=== Supplied passage ===

On a hot day of shadowing, I remember contemplating which new flavour of ice cream I would try that evening. My thoughts were interrupted by the hurried rustling of scrubs approaching me. It was Dr. Ghuman and, just as she reached the entrance, a man burst in carrying a little girl clinging to his neck. I heard her before I saw her because of her high-pitched screams.
I soon learned the patient lived on a remote First Nations reserve and had been flown in by helicopter to the clinic in Thunder Bay, Ontario, to receive emergency treatment for a cavity. I also learned this was the little girl’s third emergency visit of the year. Dr. Ghuman tried to treat her after applying local anaesthetic but had to resort to using general anaesthetic because she was in too much pain.
Later that night, disturbed by what I had seen and my plans for ice cream long forgotten, I spent hours researching and discovered the educational system is lacking when it comes to teaching preventative care to indigenous populations. I decided to create a simple infographic that focused on how to practice preventative oral hygiene. I also asked Dr. Ghuman if I could have a few minutes with younger patients to give them an interactive demo. I used a typodont and showed them “battle techniques” for defeating “evil” bacteria that use food to make “weapons” and break down our teeth. During those patient interactions my resolve to be a dentist really clicked.
I have always enjoyed teaching. In university, I volunteered with a STEM outreach organization to teach science concepts to kids using hands-on activities. I remember one high school student in particular, whom I met while I was doing a presentation on DNA extraction. As I went through my PowerPoint, he kept glancing down at his phone but, as soon as I got into the activity of extracting DNA from strawberries and bananas, he pestered me with questions as we went through the steps of the experiment. Witnessing that spark of curiosity showed me how important it is to cater to someone’s learning style.
Communication is also key when it comes to making an impact, and, in an unexpected way, I’ve learned I am a good communicator. Google my name and it won’t take you long to see it is associated with the S.S. Komagata Maru, a ship my great-great-grandfather chartered to Canada in 1914 along with more than 300 fellow Indians. Their goal? To challenge discriminatory immigration laws. The ship was ultimately turned back after a two-month standoff, but it created a movement that contributed to Canada’s multicultural reputation. Being a descendent, I have had the opportunity to share my story through print, radio and TV interviews and have also been published in a book. I was invited to attend the official apology issued in parliament in Ottawa and had the chance to speak with Prime Minister Justin Trudeau. I also reach out to schools in my area and tell the story whenever I get that chance.

===

What to do:
• a. Does the dentistry essay support each statement below? Answer yes or no for each, and quote the words of the essay that decide it. (i) The little girl was brought to the Thunder Bay clinic by helicopter. (ii) The clinic visit was the girl's second emergency visit that year. (iii) The S.S. Komagata Maru's passengers were allowed to land in Canada.
• b. Print the part of the dentistry essay that begins with the words "I have always" and ends after the words "someone’s learning style.".
• c. Can you carry on the dentistry essay from its last sentence?

=== Extracted information ===

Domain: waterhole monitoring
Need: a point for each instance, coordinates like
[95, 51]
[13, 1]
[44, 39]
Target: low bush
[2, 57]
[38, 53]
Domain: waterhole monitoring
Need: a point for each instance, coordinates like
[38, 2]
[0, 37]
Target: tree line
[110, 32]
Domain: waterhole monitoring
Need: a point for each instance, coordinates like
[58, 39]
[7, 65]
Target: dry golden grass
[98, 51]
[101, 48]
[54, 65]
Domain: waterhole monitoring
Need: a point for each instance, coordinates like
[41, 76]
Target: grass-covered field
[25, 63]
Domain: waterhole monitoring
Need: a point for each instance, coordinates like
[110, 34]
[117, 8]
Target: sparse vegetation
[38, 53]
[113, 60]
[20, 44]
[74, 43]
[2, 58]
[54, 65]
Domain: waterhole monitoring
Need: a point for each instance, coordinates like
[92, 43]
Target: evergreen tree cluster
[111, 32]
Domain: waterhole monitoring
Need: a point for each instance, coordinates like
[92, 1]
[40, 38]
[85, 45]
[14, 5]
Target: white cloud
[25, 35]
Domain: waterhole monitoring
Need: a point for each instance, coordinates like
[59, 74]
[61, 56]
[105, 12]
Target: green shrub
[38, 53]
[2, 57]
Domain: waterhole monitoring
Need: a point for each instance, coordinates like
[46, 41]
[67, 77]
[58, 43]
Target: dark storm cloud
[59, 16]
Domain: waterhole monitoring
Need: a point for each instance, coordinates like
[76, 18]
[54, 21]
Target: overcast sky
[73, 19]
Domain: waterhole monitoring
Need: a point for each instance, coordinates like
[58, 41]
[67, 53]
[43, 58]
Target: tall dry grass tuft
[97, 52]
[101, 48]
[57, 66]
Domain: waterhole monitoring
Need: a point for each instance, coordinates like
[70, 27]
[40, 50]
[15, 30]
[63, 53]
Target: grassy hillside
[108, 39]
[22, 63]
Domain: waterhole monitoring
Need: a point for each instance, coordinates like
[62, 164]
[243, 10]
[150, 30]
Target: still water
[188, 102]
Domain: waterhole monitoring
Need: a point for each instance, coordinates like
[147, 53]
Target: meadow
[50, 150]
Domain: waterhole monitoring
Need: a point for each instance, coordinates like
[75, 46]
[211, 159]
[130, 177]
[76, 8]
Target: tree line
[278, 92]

===

Responses to the exercise:
• a.
(i) Yes: "had been flown in by helicopter to the clinic in Thunder Bay, Ontario"
(ii) No: "this was the little girl’s third emergency visit of the year"
(iii) No: "The ship was ultimately turned back after a two-month standoff"

• b.
I have always enjoyed teaching. In university, I volunteered with a STEM outreach organization to teach science concepts to kids using hands-on activities. I remember one high school student in particular, whom I met while I was doing a presentation on DNA extraction. As I went through my PowerPoint, he kept glancing down at his phone but, as soon as I got into the activity of extracting DNA from strawberries and bananas, he pestered me with questions as we went through the steps of the experiment. Witnessing that spark of curiosity showed me how important it is to cater to someone’s learning style.

• c.
But, with extra time on my hands during the pandemic, I turned to other pursuits. I soon got into baking, the nit-pickier the project the better. I paired this new interest with helping my family members celebrate their milestones even though we were stuck at home. For each birthday I decorated tiered cakes with elaborate flowers and patterns using different piping techniques. My favourite cake was the one I made for my grandparents’ anniversary; using icing I was able to free hand “grandma” and “grandpa” in my language, Punjabi, onto the cake. I’ve always enjoyed working with my hands and I actually became known for how steady mine are during dissections in university.
While I did enjoy lab courses in my undergraduate degree, I struggled academically. Since starting graduate school, I’ve learned active recall using flashcards and practice questions help me retain the knowledge I am learning. I improved my time management skills using the Pomodoro technique of timed study intervals. My GPA drastically improved but I also learned a lot about myself.
Thinking back to that little girl in the clinic, I knew something changed in me, but I probably wouldn’t have been able to pinpoint why. I now know that the reason why I want to be a dentist is because I’m built to be a dentist: I am an educator. I am a leader. And I have the tenacity, communication skills, and dexterity I need to make me a dedicated addition to your dental program.